• **PAGE**:
-- Begin --

Proposed a potential fix upstream for this one. This will allow for optionally configuring Network Manager with "dns=none". https://github.com/openshift/openshift-ansible/pull/7765
To test set openshift_node_dnsmasq_disable_network_manager_dns=true
Fail to verified with version openshift-ansible-3.9.40-1.git.0.188c954.el7, related code[1] doesn't merged in to this build. [1]. https://github.com/openshift/openshift-ansible/pull/7765
Scott, Kenny, is this a blocker for 3.9? The PR is included only in the latest 3.11 build [1]. The cherry-picks are merged though not included in the latest 3.9/3.10 build: 3.10: https://github.com/openshift/openshift-ansible/pull/9374 3.9: https://github.com/openshift/openshift-ansible/pull/9375 [1] https://brewweb.engineering.redhat.com/brew/buildinfo?buildID=735456
I've moved target release for this bug to 3.11, should be in openshift-ansible-3.11.0-0.11.0 I think we should clone this bug for 3.10 and 3.9, mark them modified similarly.

-- End --

• **EXTRACTED MATERIAL**:
-- Begin --

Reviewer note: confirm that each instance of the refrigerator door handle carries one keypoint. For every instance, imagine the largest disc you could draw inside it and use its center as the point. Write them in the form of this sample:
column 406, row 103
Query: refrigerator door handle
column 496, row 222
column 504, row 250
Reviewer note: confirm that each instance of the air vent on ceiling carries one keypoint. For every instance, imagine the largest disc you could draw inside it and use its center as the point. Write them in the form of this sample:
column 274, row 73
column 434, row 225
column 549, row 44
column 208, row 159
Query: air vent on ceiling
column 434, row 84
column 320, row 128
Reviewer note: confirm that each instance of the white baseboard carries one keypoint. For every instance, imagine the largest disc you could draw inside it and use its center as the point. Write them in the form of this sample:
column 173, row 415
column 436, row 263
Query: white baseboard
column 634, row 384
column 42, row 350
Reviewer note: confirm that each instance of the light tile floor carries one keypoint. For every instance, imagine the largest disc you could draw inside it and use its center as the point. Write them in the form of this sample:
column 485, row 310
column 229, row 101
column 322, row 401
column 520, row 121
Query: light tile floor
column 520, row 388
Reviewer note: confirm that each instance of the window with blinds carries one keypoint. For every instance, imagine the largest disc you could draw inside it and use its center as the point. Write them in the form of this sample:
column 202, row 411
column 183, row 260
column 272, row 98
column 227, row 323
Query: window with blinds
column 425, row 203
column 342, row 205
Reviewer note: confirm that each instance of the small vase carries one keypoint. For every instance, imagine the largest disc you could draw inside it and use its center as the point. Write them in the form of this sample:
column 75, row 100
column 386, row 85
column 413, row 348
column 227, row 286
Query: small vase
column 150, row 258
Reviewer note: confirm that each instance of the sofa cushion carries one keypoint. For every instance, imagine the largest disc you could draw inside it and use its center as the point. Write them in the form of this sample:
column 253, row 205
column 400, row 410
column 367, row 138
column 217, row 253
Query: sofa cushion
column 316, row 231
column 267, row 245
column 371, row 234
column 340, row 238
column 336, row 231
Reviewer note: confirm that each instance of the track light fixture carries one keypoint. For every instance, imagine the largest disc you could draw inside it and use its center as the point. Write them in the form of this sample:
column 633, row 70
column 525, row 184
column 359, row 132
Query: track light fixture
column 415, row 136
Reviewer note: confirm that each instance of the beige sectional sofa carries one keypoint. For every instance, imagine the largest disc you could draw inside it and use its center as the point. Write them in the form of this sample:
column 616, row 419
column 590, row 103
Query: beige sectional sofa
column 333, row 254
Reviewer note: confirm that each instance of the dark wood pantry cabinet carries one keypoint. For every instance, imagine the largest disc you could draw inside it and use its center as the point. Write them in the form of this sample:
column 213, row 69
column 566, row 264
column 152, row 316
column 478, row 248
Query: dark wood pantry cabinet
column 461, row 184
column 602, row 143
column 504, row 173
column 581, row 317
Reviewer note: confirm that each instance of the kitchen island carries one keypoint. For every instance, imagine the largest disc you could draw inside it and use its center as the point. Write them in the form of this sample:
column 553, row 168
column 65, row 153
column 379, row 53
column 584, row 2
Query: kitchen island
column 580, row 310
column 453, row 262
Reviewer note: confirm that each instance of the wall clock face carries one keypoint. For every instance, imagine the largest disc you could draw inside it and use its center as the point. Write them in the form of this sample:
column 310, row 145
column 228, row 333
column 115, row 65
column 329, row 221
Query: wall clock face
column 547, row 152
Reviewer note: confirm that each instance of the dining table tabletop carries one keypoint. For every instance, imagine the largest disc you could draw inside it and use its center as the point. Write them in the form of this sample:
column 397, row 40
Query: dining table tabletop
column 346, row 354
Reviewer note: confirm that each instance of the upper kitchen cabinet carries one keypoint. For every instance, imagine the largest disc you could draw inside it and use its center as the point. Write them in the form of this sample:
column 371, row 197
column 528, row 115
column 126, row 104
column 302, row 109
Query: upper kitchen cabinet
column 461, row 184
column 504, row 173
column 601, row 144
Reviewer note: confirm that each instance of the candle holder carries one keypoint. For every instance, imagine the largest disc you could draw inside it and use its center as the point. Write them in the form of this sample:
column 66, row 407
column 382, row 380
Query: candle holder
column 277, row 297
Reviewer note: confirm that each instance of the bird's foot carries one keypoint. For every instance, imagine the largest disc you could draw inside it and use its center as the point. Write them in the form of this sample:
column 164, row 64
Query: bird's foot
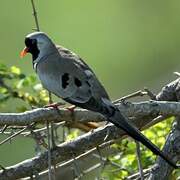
column 71, row 108
column 54, row 105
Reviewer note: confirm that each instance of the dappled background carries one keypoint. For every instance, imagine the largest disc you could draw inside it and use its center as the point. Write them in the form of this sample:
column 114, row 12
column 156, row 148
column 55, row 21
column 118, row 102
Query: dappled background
column 129, row 44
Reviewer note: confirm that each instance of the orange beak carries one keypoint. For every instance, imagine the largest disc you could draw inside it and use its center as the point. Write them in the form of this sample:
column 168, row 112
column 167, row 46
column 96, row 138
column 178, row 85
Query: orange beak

-- End --

• **DIRECTIONS**:
1/ Please answer these from the thread, one line each:
(a) What setting do you use to test the proposed fix?
(b) Which openshift-ansible build failed verification?
(c) To which release was the bug's target moved?
2/ List every pull request number that appears in a link in the thread, each one once.

• **RESULTS**:
1/
(a) openshift_node_dnsmasq_disable_network_manager_dns=true
(b) openshift-ansible-3.9.40-1.git.0.188c954.el7
(c) 3.11

2/
7765
9374
9375